> **DOCUMENT**:
________________________________________

On Sunday evening, as the sun dipped low over the Pacific, thousands of Jews and their neighbors gathered for "Chanukah by the Sea." They were there to mark the first night of the Festival of Lights. They were there to eat donuts, to sing songs, and to watch a giant menorah defy the coming darkness.

Instead, the darkness fought back.

At 6:45 p.m., the crack of gunfire shattered the rhythm of the waves. Twelve people lie dead. More are wounded. The blood of innocent celebrants has stained the white sands of Bondi.

We are told by the New South Wales Police that two gunmen, dressed in black, perched themselves on a pedestrian bridge overlooking the park—a vantage point of cowardice—and opened fire on the families below. We are told that one of the gunmen, identified as Narveed Akram, is dead, and another is in custody.

But we do not need a police report to tell us what this was. We know what this was.

This was not a random tragedy. This was not a "senseless act of violence," that favorite, anesthetic phrase of the political class. This was a pogrom. This was a hunt. This was the specific, targeted slaughter of Jews for the crime of being Jews, committed on the very night we celebrate our survival against those who sought to erase us two thousand years ago.

The irony is as bitter as it is devastating. Hanukkah is the story of a small band of Jewish zealots, the Maccabees, who refused to bow to the Seleucid Empire. They refused to extinguish their distinctiveness. They fought for their right to worship, to exist, and to light a candle in the Temple.

Two millennia later, in a flourishing democracy in the Southern Hemisphere, Jews gathered to remember that victory. And for that act of remembrance, they were massacred.

________________________________________

> **EXERCISES**:
A - In the piece on the Bondi shooting, at what time did the gunfire start?
B - Retype the piece on the Bondi shooting, everything from "Instead, the darkness" down to "sands of Bondi.".

> **SOURCE MATERIAL**:
________________________________________

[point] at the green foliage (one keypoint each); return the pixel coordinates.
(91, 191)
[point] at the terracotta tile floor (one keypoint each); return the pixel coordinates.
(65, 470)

________________________________________

> **ANSWER SET**:
A - 6:45 p.m.

B -
Instead, the darkness fought back.

At 6:45 p.m., the crack of gunfire shattered the rhythm of the waves. Twelve people lie dead. More are wounded. The blood of innocent celebrants has stained the white sands of Bondi.